Copy the records below, from the line containing "The endpoint MUST" through the last line; leave out pictures.

> [Extracted entries]
==========

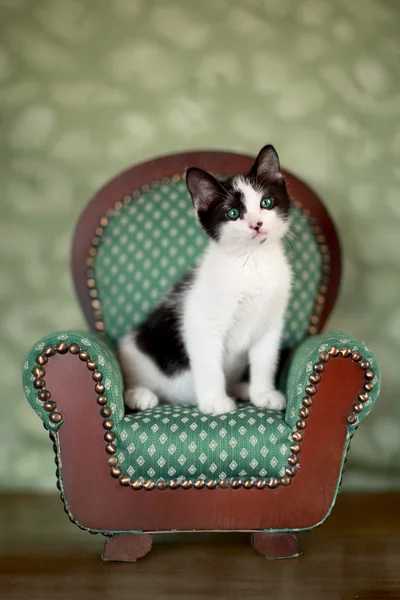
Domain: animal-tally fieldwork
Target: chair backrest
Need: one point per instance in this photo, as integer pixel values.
(138, 236)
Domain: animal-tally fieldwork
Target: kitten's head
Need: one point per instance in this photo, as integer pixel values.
(243, 210)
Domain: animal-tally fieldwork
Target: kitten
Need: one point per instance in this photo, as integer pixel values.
(229, 311)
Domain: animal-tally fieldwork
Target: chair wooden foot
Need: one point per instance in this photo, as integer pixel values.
(127, 547)
(276, 545)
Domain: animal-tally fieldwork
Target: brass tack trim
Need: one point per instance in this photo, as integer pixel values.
(333, 351)
(115, 472)
(149, 485)
(248, 484)
(291, 471)
(211, 484)
(55, 417)
(260, 483)
(38, 372)
(62, 348)
(136, 484)
(304, 412)
(186, 484)
(39, 384)
(311, 390)
(49, 351)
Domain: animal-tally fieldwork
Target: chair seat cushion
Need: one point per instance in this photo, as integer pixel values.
(179, 442)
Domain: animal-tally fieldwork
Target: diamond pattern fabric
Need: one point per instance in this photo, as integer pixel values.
(152, 241)
(179, 442)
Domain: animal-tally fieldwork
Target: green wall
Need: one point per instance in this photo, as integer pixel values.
(88, 88)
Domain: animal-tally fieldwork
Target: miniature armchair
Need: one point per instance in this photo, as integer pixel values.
(130, 475)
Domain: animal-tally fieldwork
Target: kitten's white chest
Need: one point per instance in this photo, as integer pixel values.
(256, 309)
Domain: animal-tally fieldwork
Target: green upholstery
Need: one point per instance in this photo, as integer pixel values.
(179, 442)
(152, 241)
(99, 350)
(301, 366)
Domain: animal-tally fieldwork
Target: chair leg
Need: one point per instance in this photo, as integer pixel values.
(127, 547)
(276, 545)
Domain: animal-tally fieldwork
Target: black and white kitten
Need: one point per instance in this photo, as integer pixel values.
(229, 311)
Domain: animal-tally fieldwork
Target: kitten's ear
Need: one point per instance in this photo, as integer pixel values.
(203, 188)
(267, 165)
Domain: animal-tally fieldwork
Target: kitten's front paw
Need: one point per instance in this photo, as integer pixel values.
(272, 399)
(240, 391)
(140, 398)
(217, 406)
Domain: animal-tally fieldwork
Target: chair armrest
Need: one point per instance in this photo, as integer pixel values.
(313, 351)
(100, 359)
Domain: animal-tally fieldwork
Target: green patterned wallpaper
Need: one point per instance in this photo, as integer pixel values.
(88, 88)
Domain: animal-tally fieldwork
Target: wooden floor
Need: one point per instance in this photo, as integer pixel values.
(354, 555)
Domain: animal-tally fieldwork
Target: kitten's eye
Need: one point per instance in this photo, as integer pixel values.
(267, 203)
(233, 214)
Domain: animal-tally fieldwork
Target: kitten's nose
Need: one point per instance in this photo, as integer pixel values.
(257, 226)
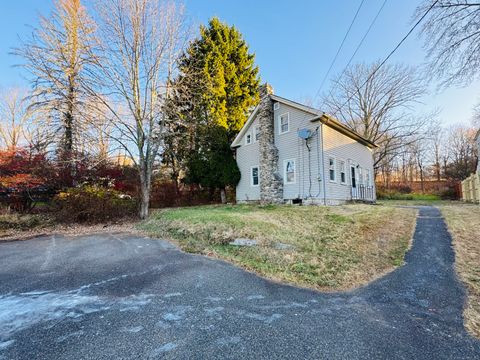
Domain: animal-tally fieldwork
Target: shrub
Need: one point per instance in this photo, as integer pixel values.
(93, 204)
(25, 179)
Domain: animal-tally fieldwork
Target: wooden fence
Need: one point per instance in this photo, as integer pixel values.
(471, 188)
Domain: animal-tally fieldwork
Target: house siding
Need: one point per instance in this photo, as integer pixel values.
(247, 157)
(310, 178)
(343, 148)
(291, 146)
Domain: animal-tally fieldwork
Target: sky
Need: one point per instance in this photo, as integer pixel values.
(294, 43)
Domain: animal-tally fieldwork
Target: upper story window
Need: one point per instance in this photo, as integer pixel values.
(343, 172)
(331, 167)
(257, 132)
(248, 138)
(255, 179)
(289, 176)
(284, 123)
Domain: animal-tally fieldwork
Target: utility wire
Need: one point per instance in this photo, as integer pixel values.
(339, 49)
(359, 44)
(391, 52)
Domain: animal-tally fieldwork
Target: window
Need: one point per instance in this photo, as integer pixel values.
(289, 177)
(284, 123)
(257, 133)
(353, 176)
(248, 139)
(255, 180)
(331, 167)
(343, 174)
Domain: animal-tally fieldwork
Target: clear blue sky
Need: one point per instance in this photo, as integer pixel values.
(294, 42)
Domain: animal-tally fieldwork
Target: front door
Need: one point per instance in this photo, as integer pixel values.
(353, 177)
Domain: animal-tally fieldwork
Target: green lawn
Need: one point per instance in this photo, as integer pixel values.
(11, 224)
(333, 247)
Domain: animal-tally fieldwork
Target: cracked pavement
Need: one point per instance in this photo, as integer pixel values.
(119, 296)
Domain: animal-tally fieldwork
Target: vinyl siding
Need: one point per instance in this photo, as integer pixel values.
(342, 148)
(309, 169)
(248, 156)
(478, 148)
(291, 146)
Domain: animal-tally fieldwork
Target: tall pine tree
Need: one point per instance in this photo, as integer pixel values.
(215, 91)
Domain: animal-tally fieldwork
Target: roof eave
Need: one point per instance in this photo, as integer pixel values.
(335, 124)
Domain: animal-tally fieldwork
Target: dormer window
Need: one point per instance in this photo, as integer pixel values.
(248, 139)
(284, 123)
(257, 133)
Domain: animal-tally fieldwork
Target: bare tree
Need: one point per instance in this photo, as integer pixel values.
(56, 56)
(463, 152)
(437, 148)
(14, 116)
(140, 42)
(452, 39)
(377, 103)
(476, 116)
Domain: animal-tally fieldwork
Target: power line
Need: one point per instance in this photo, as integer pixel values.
(391, 52)
(339, 49)
(360, 44)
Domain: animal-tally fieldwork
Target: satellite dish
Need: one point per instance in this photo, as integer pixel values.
(304, 134)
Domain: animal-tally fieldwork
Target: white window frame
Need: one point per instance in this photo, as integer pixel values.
(255, 133)
(246, 138)
(334, 169)
(280, 123)
(251, 175)
(340, 162)
(285, 179)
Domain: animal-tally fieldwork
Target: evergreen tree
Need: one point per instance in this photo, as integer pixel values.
(215, 91)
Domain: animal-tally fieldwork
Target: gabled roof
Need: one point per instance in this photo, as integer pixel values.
(317, 115)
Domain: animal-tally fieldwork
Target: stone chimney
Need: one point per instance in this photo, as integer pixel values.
(271, 184)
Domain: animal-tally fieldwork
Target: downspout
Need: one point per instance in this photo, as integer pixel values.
(323, 167)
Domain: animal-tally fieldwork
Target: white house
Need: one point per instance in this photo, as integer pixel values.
(289, 152)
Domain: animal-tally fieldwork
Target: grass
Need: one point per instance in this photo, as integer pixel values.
(334, 248)
(418, 201)
(463, 221)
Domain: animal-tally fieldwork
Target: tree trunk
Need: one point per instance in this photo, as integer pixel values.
(223, 195)
(145, 179)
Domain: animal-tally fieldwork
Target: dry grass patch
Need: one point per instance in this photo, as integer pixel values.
(25, 226)
(334, 248)
(464, 224)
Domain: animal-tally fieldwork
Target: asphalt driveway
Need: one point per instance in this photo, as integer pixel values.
(116, 296)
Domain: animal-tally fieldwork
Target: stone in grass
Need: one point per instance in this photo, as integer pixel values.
(244, 242)
(282, 246)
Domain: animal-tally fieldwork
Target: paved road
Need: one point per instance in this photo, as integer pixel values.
(121, 297)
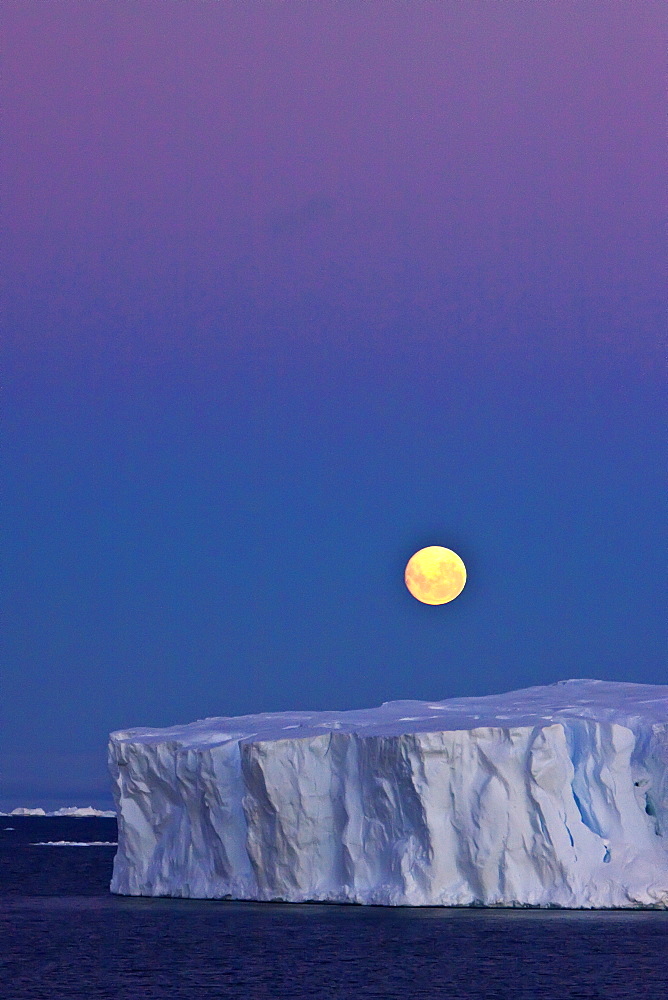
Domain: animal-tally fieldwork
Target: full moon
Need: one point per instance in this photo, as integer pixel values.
(435, 575)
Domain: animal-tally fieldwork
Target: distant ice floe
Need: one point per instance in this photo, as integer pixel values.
(65, 811)
(76, 843)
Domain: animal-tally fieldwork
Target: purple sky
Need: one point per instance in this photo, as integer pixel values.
(295, 170)
(292, 290)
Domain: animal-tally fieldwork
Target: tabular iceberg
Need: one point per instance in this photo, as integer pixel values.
(549, 796)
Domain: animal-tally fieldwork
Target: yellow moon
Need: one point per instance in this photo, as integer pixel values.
(435, 575)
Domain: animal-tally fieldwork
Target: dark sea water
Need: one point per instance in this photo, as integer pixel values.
(63, 935)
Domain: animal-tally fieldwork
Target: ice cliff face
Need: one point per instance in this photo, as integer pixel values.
(550, 796)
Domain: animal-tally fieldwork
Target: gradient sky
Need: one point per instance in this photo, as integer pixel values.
(293, 289)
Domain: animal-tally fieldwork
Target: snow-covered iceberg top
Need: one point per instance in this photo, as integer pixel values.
(552, 795)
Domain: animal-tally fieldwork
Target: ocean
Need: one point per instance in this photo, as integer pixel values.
(63, 935)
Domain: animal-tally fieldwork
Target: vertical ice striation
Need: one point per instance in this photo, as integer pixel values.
(551, 796)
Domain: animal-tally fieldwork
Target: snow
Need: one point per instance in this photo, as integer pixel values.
(75, 811)
(549, 796)
(76, 843)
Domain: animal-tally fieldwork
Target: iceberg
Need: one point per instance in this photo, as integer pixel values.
(71, 811)
(552, 796)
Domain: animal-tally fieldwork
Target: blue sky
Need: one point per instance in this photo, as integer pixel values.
(290, 298)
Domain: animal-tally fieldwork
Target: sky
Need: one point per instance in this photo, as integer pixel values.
(290, 291)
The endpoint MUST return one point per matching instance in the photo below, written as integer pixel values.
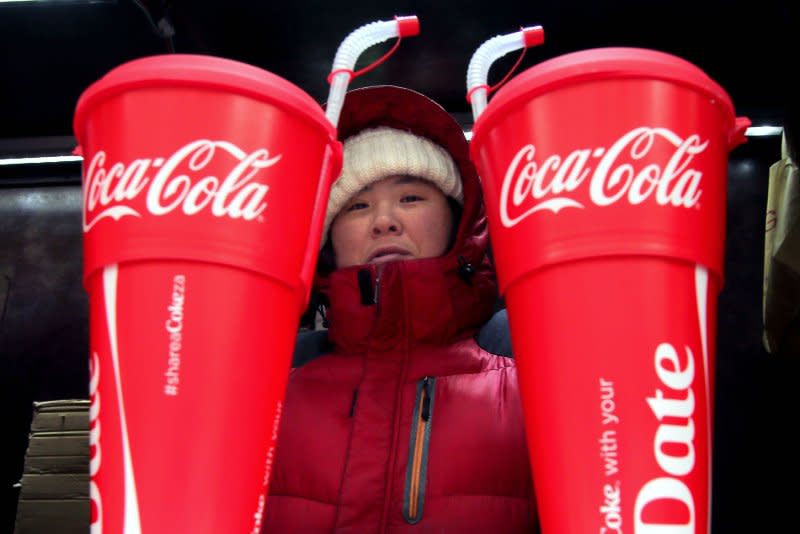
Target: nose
(385, 222)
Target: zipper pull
(353, 403)
(425, 413)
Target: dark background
(50, 51)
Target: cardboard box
(46, 516)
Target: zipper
(417, 469)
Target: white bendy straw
(488, 53)
(350, 50)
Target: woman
(404, 415)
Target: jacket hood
(463, 276)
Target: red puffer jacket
(405, 423)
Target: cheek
(434, 231)
(345, 241)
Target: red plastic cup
(205, 187)
(604, 173)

==========

> [Written reply]
The endpoint MUST return one point per matching instance in the photo below, written as integer pixel values.
Target: nose
(385, 222)
Target: zipper pull
(353, 403)
(425, 413)
Target: dark background
(50, 51)
Target: cardboard box
(46, 516)
Target: zipper
(417, 469)
Target: white bendy straw
(488, 53)
(350, 50)
Target: woman
(404, 415)
Target: jacket hood
(463, 276)
Target: red puffer jacket
(405, 423)
Target: cheek
(434, 231)
(345, 241)
Target: red plastic cup
(205, 187)
(604, 173)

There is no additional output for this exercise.